The high level group will now begin work on the second part of its mission, focused on how to maximise the impact of new methods of delivering quality higher education, such as massive open online courses (´MOOCs´), which enable people to access higher education from their homes. Partners in 11 countries recently launched the first pan-European MOOCs with the support of the European Commission. The high-level group´s next report is due to be published in June 2014.

The work of the high level group is part of the Commission´s strategy to support the modernisation of higher education in the Member States. A lot of progress has already been made in this area. The Bologna Process, for instance, has made it easier for students to study aboard and have their qualifications recognised throughout Europe. A new multidimensional university ranking system, initiated by the Commission and due to publish its first findings early next year, will facilitate comparisons between universities so that students are able to make a more informed choice about where to study.

High Level Group on the Modernisation of Higher Education

Recommendations for improving quality in teaching and learning

In its report, the High Level Group has mapped out pathways for improving quality in teaching and learning. Bearing in mind the different starting points of higher education institutions and countries, we have tried to offer a wide array of instruments, tools, and practical examples to show how different – and often quite straightforward – approaches can work. To come back to our starting point: teaching matters. Teaching matters as much as research matters. We must put the quality of teaching and learning centre-stage.

--- PROBLEM STATEMENT ---
Write the next part of the passage above on improving teaching quality in European higher education, picking up after its final sentence.

--- DATASET CONTENT ---
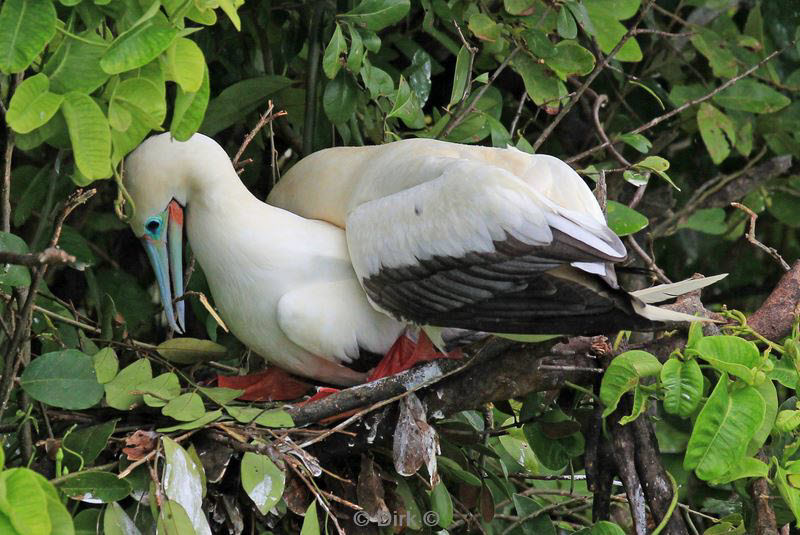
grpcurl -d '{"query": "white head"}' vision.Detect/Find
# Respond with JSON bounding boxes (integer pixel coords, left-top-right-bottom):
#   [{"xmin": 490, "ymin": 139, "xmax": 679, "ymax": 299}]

--- REPLY TO THE EXERCISE ---
The 16 recomendation are:

Recommendation 1: Public authorities responsible for higher education should ensure the existence of a sustainable, well-funded framework to support higher education institutions´ efforts to improve the quality of teaching and learning.

Recommendation 2: Every institution should develop and implement a strategy for the support and on-going improvement of the quality of teaching and learning, devoting the necessary level of human and financial resources to the task, and integrating this priority in its overall mission, giving teaching due parity with research.

Recommendation 3: Higher education institutions should encourage, welcome, and take account of student feed-back which could detect problems in the teaching and learning environment early on and lead to faster, more effective improvements.

Recommendation 4: All staff teaching in higher education institutions in 2020 should have received certified pedagogical training. Continuous professional education as teachers should become a requirement for teachers in the higher education sector.

Recommendation 5: Academic staff entrance, progression and promotion decisions should take account of an assessment of teaching competence alongside other factors.

Recommendation 6: Heads of institutions and institutional leaders should recognise and reward (e.g. through fellowships or awards) higher education teachers who make a significant contribution to improving the quality of teaching and learning, whether through their practice, or through their research into teaching and learning.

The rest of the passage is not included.